• Problem to solve:
Write out every line of the rows below as a numbered list, leaving out blank lines.

• Exercise input:

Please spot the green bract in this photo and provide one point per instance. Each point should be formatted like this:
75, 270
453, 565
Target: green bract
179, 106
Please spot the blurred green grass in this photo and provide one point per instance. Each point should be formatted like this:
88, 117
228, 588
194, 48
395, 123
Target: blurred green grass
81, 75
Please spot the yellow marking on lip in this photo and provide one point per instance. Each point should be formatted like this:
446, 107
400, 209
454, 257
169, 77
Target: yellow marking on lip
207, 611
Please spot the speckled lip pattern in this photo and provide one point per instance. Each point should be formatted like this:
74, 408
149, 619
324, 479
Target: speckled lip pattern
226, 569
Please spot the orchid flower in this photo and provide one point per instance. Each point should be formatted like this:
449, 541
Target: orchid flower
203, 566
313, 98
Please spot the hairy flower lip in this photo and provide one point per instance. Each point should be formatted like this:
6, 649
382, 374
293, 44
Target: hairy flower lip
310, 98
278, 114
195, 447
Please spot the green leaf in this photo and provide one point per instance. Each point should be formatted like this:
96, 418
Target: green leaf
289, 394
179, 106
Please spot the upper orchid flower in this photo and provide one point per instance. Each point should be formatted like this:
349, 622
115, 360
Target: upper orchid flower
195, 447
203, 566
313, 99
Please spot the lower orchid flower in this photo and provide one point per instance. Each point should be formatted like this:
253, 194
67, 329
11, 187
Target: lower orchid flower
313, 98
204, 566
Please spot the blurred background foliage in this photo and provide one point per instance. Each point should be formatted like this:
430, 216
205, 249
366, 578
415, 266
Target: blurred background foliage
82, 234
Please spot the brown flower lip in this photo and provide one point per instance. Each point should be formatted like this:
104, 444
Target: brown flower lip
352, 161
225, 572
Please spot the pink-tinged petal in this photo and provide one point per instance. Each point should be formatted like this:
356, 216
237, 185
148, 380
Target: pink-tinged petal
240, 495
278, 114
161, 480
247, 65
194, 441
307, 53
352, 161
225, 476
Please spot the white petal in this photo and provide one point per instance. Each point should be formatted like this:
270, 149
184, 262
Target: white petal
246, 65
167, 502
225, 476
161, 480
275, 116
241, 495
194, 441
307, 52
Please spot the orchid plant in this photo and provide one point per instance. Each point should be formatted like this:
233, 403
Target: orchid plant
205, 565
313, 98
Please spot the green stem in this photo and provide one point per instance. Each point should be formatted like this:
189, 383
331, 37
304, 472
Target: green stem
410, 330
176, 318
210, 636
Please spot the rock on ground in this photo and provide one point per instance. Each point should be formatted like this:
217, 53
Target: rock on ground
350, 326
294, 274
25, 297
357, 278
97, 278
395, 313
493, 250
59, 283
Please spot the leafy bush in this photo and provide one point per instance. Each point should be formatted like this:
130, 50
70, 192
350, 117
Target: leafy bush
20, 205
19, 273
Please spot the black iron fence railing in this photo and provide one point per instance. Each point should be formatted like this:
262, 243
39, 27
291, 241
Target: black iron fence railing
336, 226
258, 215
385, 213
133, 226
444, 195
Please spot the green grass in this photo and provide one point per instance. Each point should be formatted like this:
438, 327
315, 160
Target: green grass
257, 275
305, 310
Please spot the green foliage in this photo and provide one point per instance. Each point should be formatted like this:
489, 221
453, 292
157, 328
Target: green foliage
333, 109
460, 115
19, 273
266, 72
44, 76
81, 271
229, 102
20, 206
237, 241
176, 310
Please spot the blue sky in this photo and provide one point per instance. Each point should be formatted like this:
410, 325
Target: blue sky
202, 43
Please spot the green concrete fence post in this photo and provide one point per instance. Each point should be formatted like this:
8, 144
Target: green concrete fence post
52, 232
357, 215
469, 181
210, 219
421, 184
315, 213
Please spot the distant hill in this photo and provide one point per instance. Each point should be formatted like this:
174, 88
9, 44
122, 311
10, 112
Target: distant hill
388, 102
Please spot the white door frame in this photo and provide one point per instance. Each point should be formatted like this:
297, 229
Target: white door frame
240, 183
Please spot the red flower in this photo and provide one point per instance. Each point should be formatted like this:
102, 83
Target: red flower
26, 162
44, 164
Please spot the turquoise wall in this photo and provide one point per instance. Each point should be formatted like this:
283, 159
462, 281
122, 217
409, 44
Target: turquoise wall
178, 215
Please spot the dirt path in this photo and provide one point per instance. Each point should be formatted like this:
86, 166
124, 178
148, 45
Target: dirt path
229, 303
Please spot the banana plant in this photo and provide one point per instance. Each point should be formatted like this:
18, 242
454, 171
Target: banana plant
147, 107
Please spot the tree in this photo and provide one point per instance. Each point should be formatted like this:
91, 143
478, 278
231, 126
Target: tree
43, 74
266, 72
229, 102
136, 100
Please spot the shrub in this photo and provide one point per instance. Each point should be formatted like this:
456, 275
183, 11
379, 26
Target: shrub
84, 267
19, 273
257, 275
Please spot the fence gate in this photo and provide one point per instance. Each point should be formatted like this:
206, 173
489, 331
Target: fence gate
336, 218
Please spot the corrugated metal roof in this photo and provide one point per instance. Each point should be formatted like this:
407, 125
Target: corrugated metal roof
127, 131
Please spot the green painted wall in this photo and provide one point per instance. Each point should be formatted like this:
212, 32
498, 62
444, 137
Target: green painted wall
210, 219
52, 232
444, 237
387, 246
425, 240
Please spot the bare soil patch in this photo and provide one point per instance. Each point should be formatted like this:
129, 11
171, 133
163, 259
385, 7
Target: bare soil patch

• Expected output:
1. Please spot the green bract in this photo and provide one point per instance. Each point should be formatted like this:
2. 75, 270
3. 453, 565
4. Target: green bract
5. 179, 106
6. Please spot the blurred green grass in this photo and provide one point per instance. Each point should be formatted like this:
7. 88, 117
8. 228, 588
9. 194, 48
10. 395, 123
11. Target: blurred green grass
12. 81, 75
13. Please spot the yellow marking on lip in this photo and provide one point per instance. Each point should be formatted like this:
14. 446, 107
15. 400, 209
16. 454, 257
17. 169, 77
18. Target: yellow marking on lip
19. 207, 611
20. Please spot the speckled lip pattern in this photo and provide one point per instance. Each point should be formatted like this:
21. 74, 408
22. 149, 619
23. 324, 479
24. Target: speckled lip pattern
25. 226, 569
26. Please spot the orchid flower in this photo and provide one point per instance. Each point should be formatted like this:
27. 449, 541
28. Target: orchid flower
29. 203, 566
30. 313, 98
31. Please spot the hairy flower lip in this photo and provide one point per instance. Each point should be formatted like this:
32. 6, 649
33. 382, 374
34. 293, 44
35. Target: hairy flower lip
36. 310, 98
37. 278, 114
38. 195, 447
39. Please spot the green leaf in this photo and provide one point per instance. Each point should be formatted like this:
40. 96, 418
41. Target: green leaf
42. 289, 394
43. 179, 106
44. Please spot the upper orchid flower in this photo and provide one point per instance. Each point should be formatted like this:
45. 349, 622
46. 115, 360
47. Target: upper orchid flower
48. 195, 447
49. 203, 566
50. 313, 99
51. Please spot the lower orchid flower in this photo and provide one point per instance. Each point should be formatted like this:
52. 253, 194
53. 67, 329
54. 11, 187
55. Target: lower orchid flower
56. 313, 98
57. 204, 566
58. Please spot the blurred background foliage in this photo and provide one point per instance. Each point should be formatted like this:
59. 430, 216
60. 205, 249
61. 366, 578
62. 415, 266
63. Target: blurred background foliage
64. 82, 234
65. Please spot the brown flower lip in this photo and provide one point per instance. Each point should be formatted like this:
66. 104, 444
67. Target: brown flower lip
68. 352, 161
69. 225, 572
70. Please spot the pink-tinged petal in this photo and provide one point per instance. Each point should be formatted like this:
71. 356, 216
72. 237, 185
73. 148, 380
74. Target: pink-tinged petal
75. 240, 495
76. 278, 114
77. 161, 480
78. 247, 65
79. 194, 441
80. 307, 53
81. 352, 161
82. 225, 476
83. Please spot the white petal in this photo and provide one point per instance. Each point should be formatted like this:
84. 270, 149
85. 184, 262
86. Target: white petal
87. 246, 65
88. 167, 502
89. 225, 476
90. 161, 480
91. 275, 116
92. 241, 495
93. 194, 441
94. 307, 52
95. Please spot the orchid plant in this photo and provide one point per instance. Each point should be formatted like this:
96. 233, 403
97. Target: orchid plant
98. 205, 565
99. 313, 98
100. Please spot the green stem in this photo and provide one point per instance. Each point should be formatted like this:
101. 189, 383
102. 331, 37
103. 304, 472
104. Target: green stem
105. 410, 330
106. 176, 318
107. 210, 636
108. Please spot the rock on ground in this photo and provide one point per instance. Each point should be formatted like this:
109. 217, 53
110. Target: rock on ground
111. 350, 326
112. 294, 274
113. 25, 297
114. 357, 278
115. 97, 278
116. 395, 313
117. 493, 250
118. 59, 283
119. Please spot the leafy bush in this photo and provide one point per instance. Each point should be formatted like this:
120. 130, 50
121. 70, 192
122. 350, 117
123. Target: leafy bush
124. 20, 205
125. 19, 273
126. Please spot the black iron fence railing in this photo and provide one point per instance. Each point should be formatted like this:
127. 262, 243
128. 39, 27
129. 291, 241
130. Target: black iron fence railing
131. 336, 226
132. 258, 215
133. 385, 213
134. 133, 226
135. 444, 195
136. Please spot the green grass in this photo and provide one point per instance. Each point should be formatted like this:
137. 438, 327
138. 315, 160
139. Target: green grass
140. 257, 275
141. 305, 310
142. Please spot the green foliage in this photo and provide one point per instance. Each point should be formatted like this:
143. 489, 221
144. 453, 292
145. 157, 328
146. Target: green foliage
147. 333, 109
148. 460, 115
149. 19, 273
150. 266, 72
151. 44, 76
152. 81, 271
153. 229, 102
154. 20, 206
155. 237, 241
156. 176, 310
157. Please spot the blue sky in this photo and provide one point per instance. Each point should be formatted like this:
158. 410, 325
159. Target: blue sky
160. 202, 43
161. Please spot the green concrete fence post in this photo and provide one point per instance. Each point should be formatted like this:
162. 8, 144
163. Target: green concrete fence post
164. 52, 232
165. 357, 215
166. 469, 181
167. 210, 219
168. 421, 184
169. 315, 213
170. Please spot the distant hill in this photo and provide one point per instance. Each point should be formatted like this:
171. 174, 88
172. 9, 44
173. 122, 311
174. 10, 112
175. Target: distant hill
176. 388, 102
177. Please spot the white door frame in this photo and provide one point per instance. Each point should be formatted like this:
178. 297, 229
179. Target: white door frame
180. 240, 183
181. Please spot the red flower in this photo and provide one point per instance. Each point should be formatted like this:
182. 102, 83
183. Target: red flower
184. 26, 162
185. 44, 164
186. Please spot the turquoise wall in this photo and provide one point per instance. Each point should be formatted like this:
187. 283, 159
188. 462, 281
189. 122, 217
190. 409, 44
191. Target: turquoise wall
192. 178, 215
193. Please spot the dirt path in this photo and provide one point per instance. Each point should be formatted like this:
194. 86, 166
195. 124, 178
196. 148, 45
197. Target: dirt path
198. 229, 303
199. Please spot the banana plant in this photo and provide one point per instance. Each point should be formatted like this:
200. 18, 242
201. 454, 171
202. Target: banana plant
203. 147, 107
204. Please spot the tree in this photo and provide one point per instance. Each point should be formatted like this:
205. 91, 143
206. 478, 278
207. 231, 126
208. Target: tree
209. 43, 74
210. 266, 72
211. 229, 102
212. 136, 100
213. Please spot the shrub in this photo and provide one point per instance. Each point should be formatted like this:
214. 456, 275
215. 183, 11
216. 379, 26
217. Target: shrub
218. 84, 267
219. 19, 273
220. 257, 275
221. Please spot the fence gate in this photo and provide one point per instance. Each point should be formatted like this:
222. 206, 173
223. 489, 331
224. Target: fence gate
225. 336, 218
226. Please spot the corrugated metal roof in this photo and provide one point per instance. Each point should be formatted like this:
227. 407, 125
228. Target: corrugated metal roof
229. 127, 131
230. Please spot the green painted wall in this photo and provide one point per instance. Each point should be formatted like this:
231. 212, 32
232. 498, 62
233. 444, 137
234. Target: green painted wall
235. 210, 219
236. 52, 232
237. 444, 237
238. 387, 246
239. 425, 240
240. Please spot the bare soil patch in this photo and provide one point per instance. Each point should be formatted like this:
241. 129, 11
242. 171, 133
243. 163, 259
244. 385, 7
245. Target: bare soil patch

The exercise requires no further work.